Prisoners can also be stopped from hoarding books if it is suspected this is to hide extremist material and terrorist prisoners can no longer take leadership roles in religious services.
Referrals to place prisoners in a separation centre can be made by the Prison and Probation Service, police or other law enforcement bodies.
Staff receive specialist training and guidance for managing terrorist offenders and preventing radicalisation in custody so they know how to swiftly identify and act to stop any unacceptable behaviour.
Initially only a small number of offenders were held in the units when they first opened, with the centres set up at HMP Frankland in County Durham, Woodhill in Buckinghamshire, and Full Sutton in Yorkshire.
In total, they were initially intended to hold 28 inmates.
A prison watchdog report published in 2022 found that while the centres were designed for prisoners from any political or religious viewpoint, at that point they had only held Muslim men.
Days after the report was published, then-justice secretary Dominic Raab announced that dangerous and influential terrorist prisoners would be isolated from the main prison population to prevent them radicalising other inmates, in the wake of high-profile cases involving extremist prisoners.
Usman Khan was a terrorist prisoner out on licence when he carried out the 2019 Fishmongers’ Hall attack, killing two people.
Khairi Saadallah, who was given a whole life sentence in 2021 for murdering three men in a terror attack in a Reading park a year earlier, had been befriended by a radical preacher while serving an earlier prison term.
A new team – set up at a cost of £1.2 million – would identify the most influential terrorists so they could be moved to one of the three centres as Mr Raab insisted the government would not allow “cultural and religious sensitivities” to prevent it taking firm action on terrorism.
Details emerged about conditions in the Frankland separation unit, the first to open, in 2018.
The prison’s Independent Monitoring Board (IMB) described the centre as a “microcosm” of a normal prison.
At the time, the assessment found that the “compact nature” of the centre gave rise to a “claustrophobic feeling”.
But, according to a different report published in 2019, some inmates held in the separation centres complained that isolating them from the main prison population is an “injustice”.
The latest available Home Office figures show that, as of September last year, there were 246 terrorist offenders in British prisons.
The majority of which (65%) held Islamist-extremist views.
Just over a quarter (26%) were categorised as holding extreme right-wing ideologies while 9% were considered to hold “other” ideologies.

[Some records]
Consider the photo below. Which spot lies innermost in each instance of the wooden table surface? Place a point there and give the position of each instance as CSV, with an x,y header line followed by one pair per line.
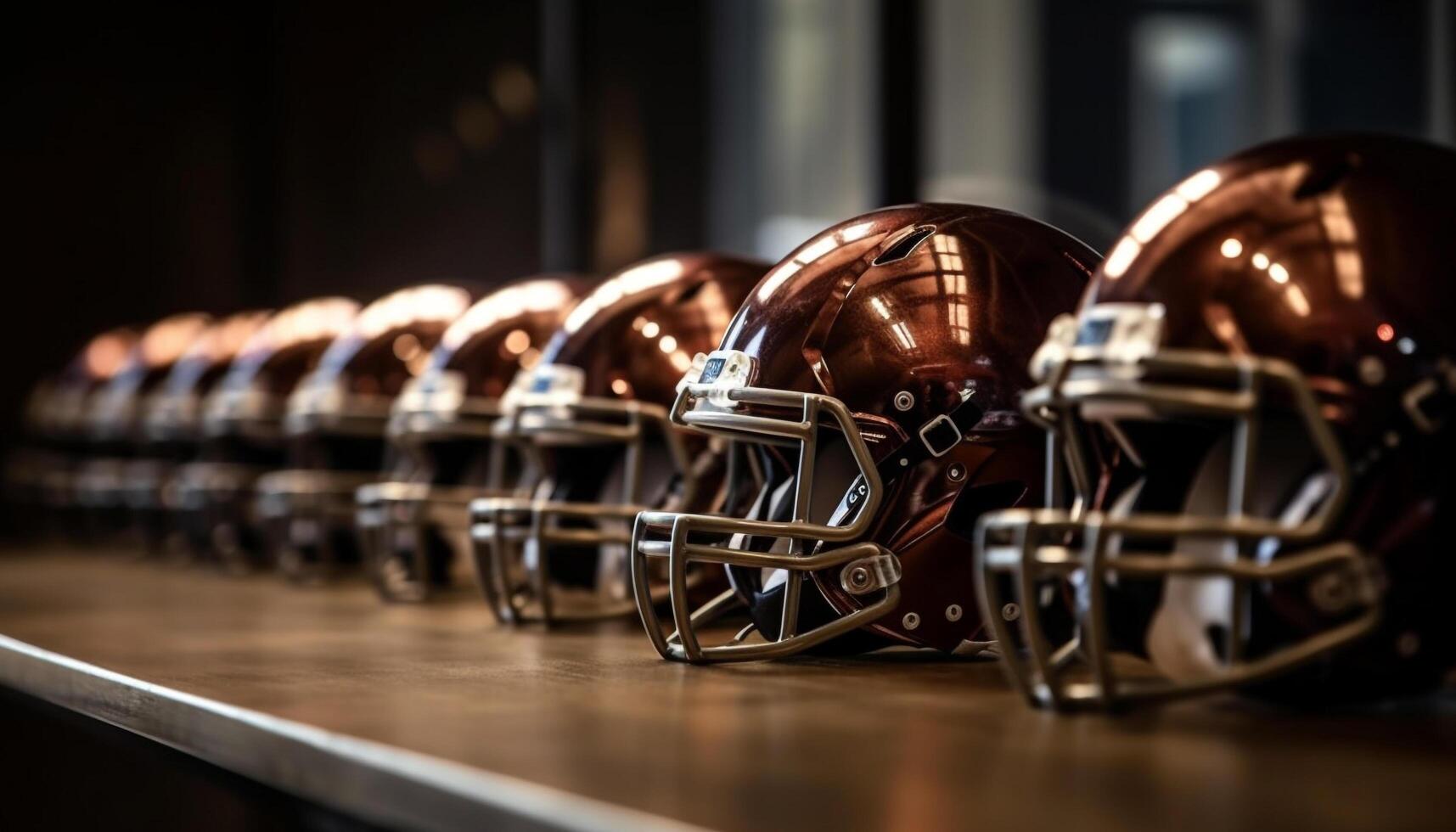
x,y
865,744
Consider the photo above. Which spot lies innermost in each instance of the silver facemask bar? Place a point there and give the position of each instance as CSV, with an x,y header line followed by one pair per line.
x,y
505,529
1024,553
405,510
863,567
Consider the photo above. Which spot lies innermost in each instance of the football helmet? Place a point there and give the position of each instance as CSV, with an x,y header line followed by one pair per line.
x,y
592,421
1251,405
108,482
242,431
415,524
869,380
335,426
172,424
41,475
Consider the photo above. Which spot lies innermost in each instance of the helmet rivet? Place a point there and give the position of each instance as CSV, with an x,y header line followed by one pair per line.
x,y
1370,369
1407,644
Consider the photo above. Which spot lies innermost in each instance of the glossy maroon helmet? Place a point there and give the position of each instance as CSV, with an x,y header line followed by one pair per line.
x,y
172,427
44,475
120,471
592,420
869,386
335,427
415,522
242,431
1251,402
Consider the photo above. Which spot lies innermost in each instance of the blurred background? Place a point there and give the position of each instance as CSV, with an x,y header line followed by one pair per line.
x,y
238,156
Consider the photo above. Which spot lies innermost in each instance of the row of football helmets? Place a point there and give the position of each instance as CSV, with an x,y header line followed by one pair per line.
x,y
1216,458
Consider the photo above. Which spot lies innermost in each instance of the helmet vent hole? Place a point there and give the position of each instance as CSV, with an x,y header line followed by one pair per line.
x,y
904,245
690,292
1324,178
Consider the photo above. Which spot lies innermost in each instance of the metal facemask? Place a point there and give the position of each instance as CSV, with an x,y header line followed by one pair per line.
x,y
715,398
1183,553
415,526
559,554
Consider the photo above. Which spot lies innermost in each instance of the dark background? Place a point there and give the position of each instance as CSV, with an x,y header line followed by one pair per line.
x,y
250,155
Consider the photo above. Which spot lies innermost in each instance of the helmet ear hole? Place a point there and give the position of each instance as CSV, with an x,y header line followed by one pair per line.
x,y
1324,178
977,500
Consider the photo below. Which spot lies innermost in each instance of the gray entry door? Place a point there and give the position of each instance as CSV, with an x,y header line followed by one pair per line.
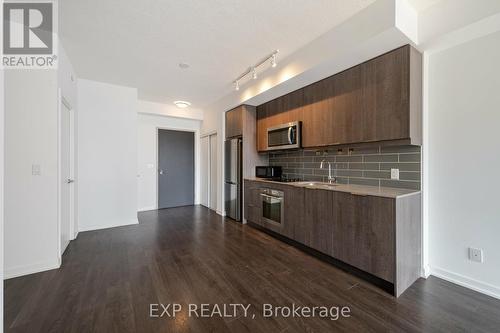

Written exercise: According to the text on prison separation centres, at which three prisons were the centres set up?

Completed task: HMP Frankland in County Durham, Woodhill in Buckinghamshire, and Full Sutton in Yorkshire.